◆ **TRY IT**:
Your response should consist of the full data, set down exactly.

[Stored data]
---

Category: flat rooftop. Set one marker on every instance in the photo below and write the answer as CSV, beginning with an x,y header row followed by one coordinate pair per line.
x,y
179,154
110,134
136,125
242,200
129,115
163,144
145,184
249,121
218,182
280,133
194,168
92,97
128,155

---

◆ **THE COMPLETED TASK**:
Category: flat rooftop. Set one marker on every instance in the photo below and write the answer as CSV, beginning with an x,y header row followed by one coordinate pair per line.
x,y
179,154
110,134
136,125
242,200
129,115
163,144
145,184
249,121
218,182
280,133
194,168
92,97
128,155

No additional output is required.